====== INPUT DATA
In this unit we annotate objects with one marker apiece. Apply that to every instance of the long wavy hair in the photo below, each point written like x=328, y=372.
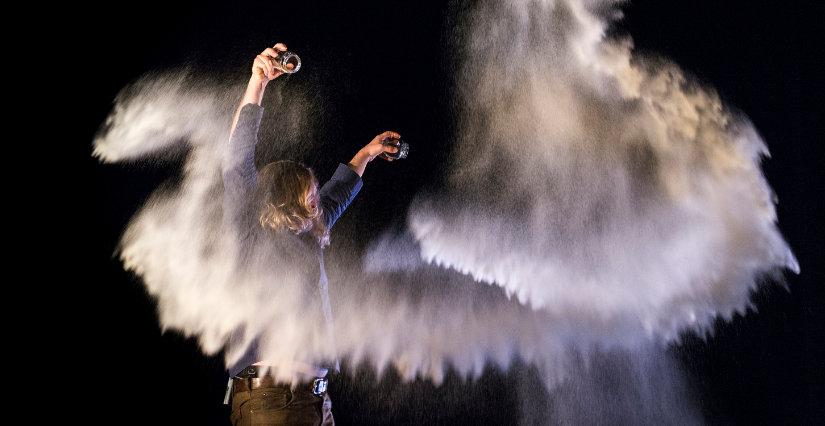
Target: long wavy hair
x=288, y=192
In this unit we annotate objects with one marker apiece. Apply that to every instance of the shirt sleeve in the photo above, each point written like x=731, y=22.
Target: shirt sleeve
x=337, y=194
x=238, y=169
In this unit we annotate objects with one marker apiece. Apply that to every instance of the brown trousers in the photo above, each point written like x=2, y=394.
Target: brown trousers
x=280, y=405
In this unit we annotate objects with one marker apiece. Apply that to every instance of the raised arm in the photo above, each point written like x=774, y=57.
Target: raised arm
x=337, y=194
x=238, y=169
x=263, y=71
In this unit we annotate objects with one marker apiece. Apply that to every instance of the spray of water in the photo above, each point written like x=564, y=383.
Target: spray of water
x=618, y=200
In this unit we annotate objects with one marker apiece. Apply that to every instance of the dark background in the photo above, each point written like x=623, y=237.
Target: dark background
x=386, y=65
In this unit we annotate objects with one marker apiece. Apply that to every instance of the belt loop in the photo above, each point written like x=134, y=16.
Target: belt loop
x=228, y=394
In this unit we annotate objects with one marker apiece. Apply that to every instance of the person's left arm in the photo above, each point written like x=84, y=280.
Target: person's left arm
x=337, y=194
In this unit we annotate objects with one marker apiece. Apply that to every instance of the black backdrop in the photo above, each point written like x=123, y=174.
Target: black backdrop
x=763, y=57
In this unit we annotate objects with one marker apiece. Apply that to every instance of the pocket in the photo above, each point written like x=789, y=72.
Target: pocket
x=270, y=399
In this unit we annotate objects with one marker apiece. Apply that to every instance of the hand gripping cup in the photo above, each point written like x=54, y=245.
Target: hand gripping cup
x=403, y=149
x=285, y=58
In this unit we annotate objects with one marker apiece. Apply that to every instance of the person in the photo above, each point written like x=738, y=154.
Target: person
x=282, y=204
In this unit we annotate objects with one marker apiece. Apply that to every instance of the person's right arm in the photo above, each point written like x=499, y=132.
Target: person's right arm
x=238, y=169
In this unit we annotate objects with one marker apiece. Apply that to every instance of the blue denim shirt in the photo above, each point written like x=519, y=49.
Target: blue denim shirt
x=239, y=179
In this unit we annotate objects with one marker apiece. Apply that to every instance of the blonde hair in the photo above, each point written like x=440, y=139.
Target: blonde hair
x=289, y=197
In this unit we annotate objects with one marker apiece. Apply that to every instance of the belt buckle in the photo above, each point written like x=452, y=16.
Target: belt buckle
x=319, y=386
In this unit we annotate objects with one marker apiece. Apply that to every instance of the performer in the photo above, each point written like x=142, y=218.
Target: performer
x=282, y=204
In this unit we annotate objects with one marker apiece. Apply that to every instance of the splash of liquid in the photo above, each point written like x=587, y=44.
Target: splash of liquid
x=620, y=202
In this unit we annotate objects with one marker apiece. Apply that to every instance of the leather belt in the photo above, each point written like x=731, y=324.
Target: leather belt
x=248, y=380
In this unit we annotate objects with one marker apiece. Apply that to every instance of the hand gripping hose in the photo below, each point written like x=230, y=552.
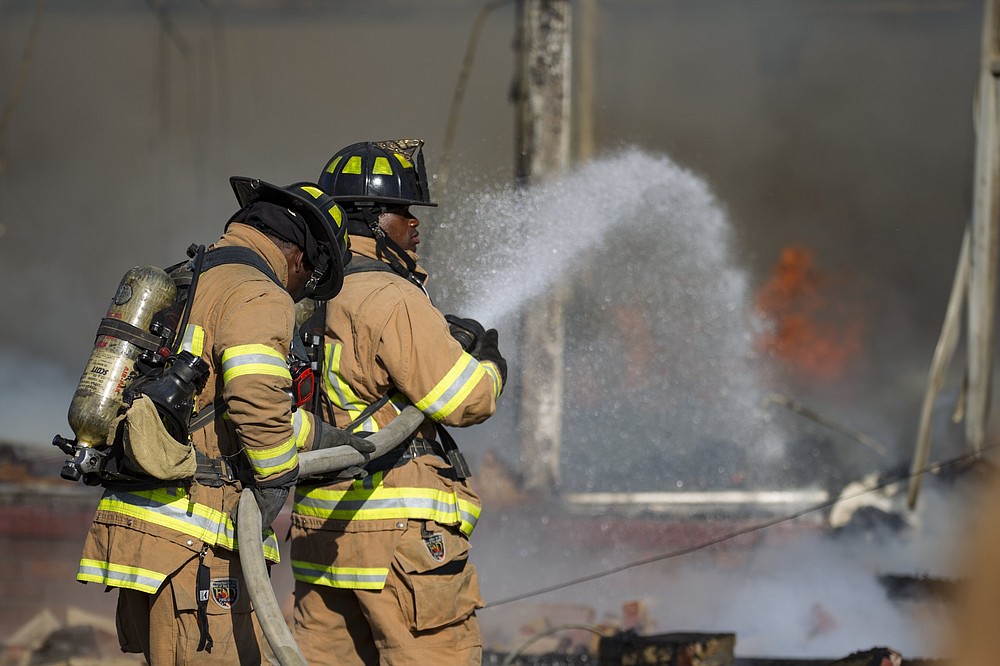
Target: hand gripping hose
x=248, y=532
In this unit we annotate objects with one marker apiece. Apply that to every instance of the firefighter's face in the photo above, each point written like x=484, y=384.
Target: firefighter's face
x=400, y=225
x=299, y=272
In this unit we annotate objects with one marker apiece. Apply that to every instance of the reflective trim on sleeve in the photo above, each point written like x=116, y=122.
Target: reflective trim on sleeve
x=381, y=503
x=354, y=578
x=453, y=389
x=275, y=459
x=494, y=374
x=172, y=508
x=119, y=575
x=254, y=359
x=193, y=340
x=302, y=427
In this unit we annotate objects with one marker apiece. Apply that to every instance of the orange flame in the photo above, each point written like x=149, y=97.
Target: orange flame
x=814, y=327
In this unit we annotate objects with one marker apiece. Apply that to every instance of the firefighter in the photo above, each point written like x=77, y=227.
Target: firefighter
x=381, y=559
x=170, y=546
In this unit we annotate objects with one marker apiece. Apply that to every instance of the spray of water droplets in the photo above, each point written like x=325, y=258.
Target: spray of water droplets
x=662, y=380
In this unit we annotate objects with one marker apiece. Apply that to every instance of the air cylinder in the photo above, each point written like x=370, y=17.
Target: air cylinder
x=142, y=292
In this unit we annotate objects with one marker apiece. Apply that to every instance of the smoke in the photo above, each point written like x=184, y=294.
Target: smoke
x=36, y=397
x=794, y=590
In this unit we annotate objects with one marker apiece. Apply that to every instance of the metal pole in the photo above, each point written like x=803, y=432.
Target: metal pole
x=983, y=248
x=543, y=142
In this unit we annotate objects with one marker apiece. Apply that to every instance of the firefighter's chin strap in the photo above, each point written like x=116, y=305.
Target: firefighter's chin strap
x=401, y=263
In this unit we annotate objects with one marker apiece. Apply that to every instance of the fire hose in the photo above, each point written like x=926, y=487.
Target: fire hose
x=249, y=529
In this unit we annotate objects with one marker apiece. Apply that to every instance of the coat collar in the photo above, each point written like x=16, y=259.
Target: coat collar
x=242, y=235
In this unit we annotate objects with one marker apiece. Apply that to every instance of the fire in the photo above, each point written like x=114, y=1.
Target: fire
x=814, y=326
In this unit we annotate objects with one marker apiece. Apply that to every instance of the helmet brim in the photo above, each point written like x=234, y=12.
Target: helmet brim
x=251, y=190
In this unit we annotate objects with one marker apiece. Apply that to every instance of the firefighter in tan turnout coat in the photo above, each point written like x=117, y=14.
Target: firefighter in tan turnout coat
x=380, y=559
x=170, y=546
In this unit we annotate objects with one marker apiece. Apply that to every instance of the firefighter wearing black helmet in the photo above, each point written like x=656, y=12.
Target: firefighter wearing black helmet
x=381, y=559
x=167, y=543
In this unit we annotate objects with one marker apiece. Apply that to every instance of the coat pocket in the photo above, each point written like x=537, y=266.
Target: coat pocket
x=440, y=585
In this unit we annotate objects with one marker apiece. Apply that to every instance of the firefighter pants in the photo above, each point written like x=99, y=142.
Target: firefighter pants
x=425, y=614
x=165, y=626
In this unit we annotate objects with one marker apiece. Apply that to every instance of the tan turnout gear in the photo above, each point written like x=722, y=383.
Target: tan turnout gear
x=152, y=541
x=383, y=560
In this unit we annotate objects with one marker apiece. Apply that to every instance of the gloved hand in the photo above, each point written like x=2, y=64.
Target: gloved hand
x=328, y=436
x=468, y=332
x=270, y=500
x=489, y=350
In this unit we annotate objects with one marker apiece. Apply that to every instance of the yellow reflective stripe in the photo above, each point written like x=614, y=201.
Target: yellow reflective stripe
x=302, y=426
x=494, y=374
x=453, y=389
x=253, y=359
x=173, y=509
x=274, y=459
x=353, y=165
x=193, y=340
x=119, y=575
x=354, y=578
x=382, y=503
x=407, y=164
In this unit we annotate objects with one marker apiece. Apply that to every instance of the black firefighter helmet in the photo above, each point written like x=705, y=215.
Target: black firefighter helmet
x=378, y=173
x=326, y=244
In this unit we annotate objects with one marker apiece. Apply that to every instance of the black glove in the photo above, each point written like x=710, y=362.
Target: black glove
============
TASK TO COMPLETE — Print the listing above in full, exactly as written. Omit any pictures.

EXERCISE RESPONSE —
In this unit we annotate objects with one marker apiece. Apply that to every instance of the long wavy hair in the photo below, each point written like x=328, y=372.
Target: long wavy hair
x=288, y=192
In this unit we annotate objects with one marker apiece. Apply that to every instance of the shirt sleeve in the photo above, each point written like x=731, y=22.
Target: shirt sleeve
x=337, y=194
x=238, y=169
In this unit we annotate objects with one marker apiece. Apply that to every instance of the brown trousers in the photo above, each point written like x=2, y=394.
Target: brown trousers
x=280, y=405
In this unit we annotate objects with one marker apiece. Apply that to every instance of the raised arm in the photo above, each point written like x=774, y=57.
Target: raised arm
x=337, y=194
x=238, y=169
x=263, y=71
In this unit we annotate objects with one marker apiece. Apply that to every instance of the spray of water in the photo above, each point written like x=564, y=383.
Target: spray of water
x=618, y=200
In this unit we annotate objects with one marker apiece. Apply that to every instance of the dark background in the photo above, each point written like x=623, y=237.
Target: dark background
x=386, y=65
In this unit we annotate objects with one marker apiece. Apply that to every instance of the belt loop in the photo above, each point written like x=134, y=16.
Target: belt loop
x=228, y=394
In this unit we annotate objects with one marker apiece. Apply that to every instance of the person's left arm in the photo above, each point written like x=84, y=280.
Target: person's left arm
x=337, y=194
In this unit we annotate objects with one marker apiece. Apply that to every instance of the black backdrop in the photo above, each point written like x=123, y=174.
Target: black backdrop
x=763, y=57
In this unit we annotate objects with one marker apiece. Apply that to every instance of the pocket in the photo above, each point written like x=789, y=72.
Target: pocket
x=270, y=399
In this unit we annotate objects with one marker apiece. Apply that to every instance of the hand gripping cup in the photo above, each point written like x=54, y=245.
Target: hand gripping cup
x=403, y=149
x=285, y=58
In this unit we annotate objects with one marker apiece. Apply that to every instance of the person in the photo above, each point written like x=738, y=154.
Target: person
x=282, y=204
In this unit we annotate objects with one marker apiece. Apply that to every instance of the person's right arm in the photo above, each point written like x=499, y=132.
Target: person's right arm
x=238, y=169
In this unit we annotate objects with one marker apiece. Apply that to every instance of the blue denim shirt in the photo above, each point written like x=519, y=49.
Target: blue denim shirt
x=239, y=179
In this unit we annotate objects with one marker apiece. Apply that to every instance of the blonde hair in the photo above, each point written like x=440, y=139.
Target: blonde hair
x=289, y=197
In this unit we annotate objects with one marker apiece. Apply that to every instance of the belt buckle in the photo above, each point written like x=452, y=16.
Target: belt buckle
x=319, y=386
In this unit we annotate objects with one marker apiece. Apply that to every instance of the performer in the photo above, each point written like x=142, y=218.
Target: performer
x=282, y=204
In this unit we annotate objects with one marker apiece. Apply that to every instance of the splash of liquid in the photo above, each point written like x=587, y=44.
Target: splash of liquid
x=620, y=202
In this unit we annotate objects with one marker apiece. Apply that to every instance of the leather belt in the photo above, each point written like x=731, y=324.
Target: leather belt
x=248, y=380
In this unit we annotate objects with one marker apiece. Apply that to every instance of the hand gripping hose in the photo below, each point written like x=230, y=552.
Target: hand gripping hose
x=248, y=532
In this unit we annotate objects with one marker apiece. Apply that to every instance of the firefighter's face in the photo above, each point written like x=484, y=384.
Target: firefighter's face
x=400, y=225
x=299, y=272
In this unit we annotate objects with one marker apiece. Apply that to every instance of the reflective trim on sleeve in the photo above, each point written like x=116, y=122.
Target: reflective trim on sleeve
x=381, y=503
x=354, y=578
x=453, y=389
x=275, y=459
x=494, y=374
x=172, y=508
x=119, y=575
x=254, y=359
x=193, y=340
x=302, y=427
In this unit we annotate objects with one marker apiece. Apply that to every instance of the orange flame in the photo above, each point written like x=149, y=97.
Target: orange flame
x=814, y=327
In this unit we annotate objects with one marker apiece. Apply that to every instance of the firefighter in the photo above, each point written like x=77, y=227.
Target: firefighter
x=381, y=559
x=170, y=546
In this unit we annotate objects with one marker apiece. Apply that to every instance of the spray of water droplets in the photo above, each point written like x=325, y=258.
Target: spray of water droplets
x=662, y=380
In this unit we annotate objects with one marker apiece. Apply that to every instance of the air cylinder in the photo above, each point written like x=370, y=17.
Target: air cylinder
x=142, y=292
In this unit we annotate objects with one marker apiece. Apply that to every instance of the smoke in the photo above, each point written like x=184, y=294.
Target: smoke
x=36, y=397
x=794, y=590
In this unit we annotate objects with one marker apiece. Apply that to every instance of the metal pole in the photo above, each point written like x=803, y=432.
Target: metal pole
x=983, y=248
x=543, y=142
In this unit we annotate objects with one marker apiece. Apply that to every instance of the firefighter's chin strap in the photo above, each point written like x=116, y=305.
Target: firefighter's chin strap
x=401, y=263
In this unit we annotate objects with one marker apiece. Apply that to every instance of the fire hose in the photo above, each point written like x=926, y=487.
Target: fire hose
x=249, y=529
In this unit we annotate objects with one marker apiece. Apply that to every instance of the coat collar in the photo above, each point written like x=16, y=259.
Target: coat collar
x=242, y=235
In this unit we annotate objects with one marker apiece. Apply that to every instance of the fire in the photo above, each point written like x=114, y=1.
Target: fire
x=814, y=326
In this unit we annotate objects with one marker apiece. Apply that to every instance of the helmet brim in the photo above, each point written like x=234, y=12.
Target: helmet brim
x=251, y=190
In this unit we annotate objects with one marker apiece. Apply that to every instance of the firefighter in tan turnout coat in the photo above, each point written like x=117, y=14.
Target: firefighter in tan turnout coat
x=380, y=559
x=170, y=546
In this unit we annotate objects with one marker apiece. Apply that to every instance of the firefighter wearing black helmet in the photo above, each point written like x=656, y=12.
Target: firefighter wearing black helmet
x=381, y=559
x=167, y=543
In this unit we annotate objects with one marker apiece. Apply that to every instance of the coat pocket in the photo above, each point written like x=537, y=266.
Target: coat pocket
x=440, y=585
In this unit we annotate objects with one marker apiece. Apply that to every instance of the firefighter pants in the photo above, each point written like x=99, y=142.
Target: firefighter pants
x=425, y=614
x=165, y=626
In this unit we annotate objects with one marker apiece. Apply that to every instance of the tan turnout gear in the photo above, each point written like x=722, y=383.
Target: tan turnout gear
x=152, y=541
x=383, y=560
In this unit we annotate objects with one marker apiece. Apply that to every instance of the gloved hand in the photo above, each point written like x=2, y=64.
Target: gloved hand
x=328, y=436
x=468, y=332
x=270, y=500
x=489, y=350
In this unit we annotate objects with one marker apiece. Apply that to every instance of the yellow reflective stripe in the photo above, each point written like x=614, y=201.
Target: yellow reflective stripe
x=302, y=426
x=494, y=374
x=453, y=389
x=253, y=359
x=173, y=509
x=274, y=459
x=353, y=165
x=193, y=340
x=119, y=575
x=354, y=578
x=382, y=503
x=407, y=164
In this unit we annotate objects with one marker apiece. Apply that to every instance of the black firefighter helmet in the photo above, each point written like x=705, y=215.
Target: black firefighter helmet
x=378, y=173
x=326, y=244
In this unit we annotate objects with one marker apiece. Apply that to every instance of the black glove in the photo above, each point written like x=710, y=362.
Target: black glove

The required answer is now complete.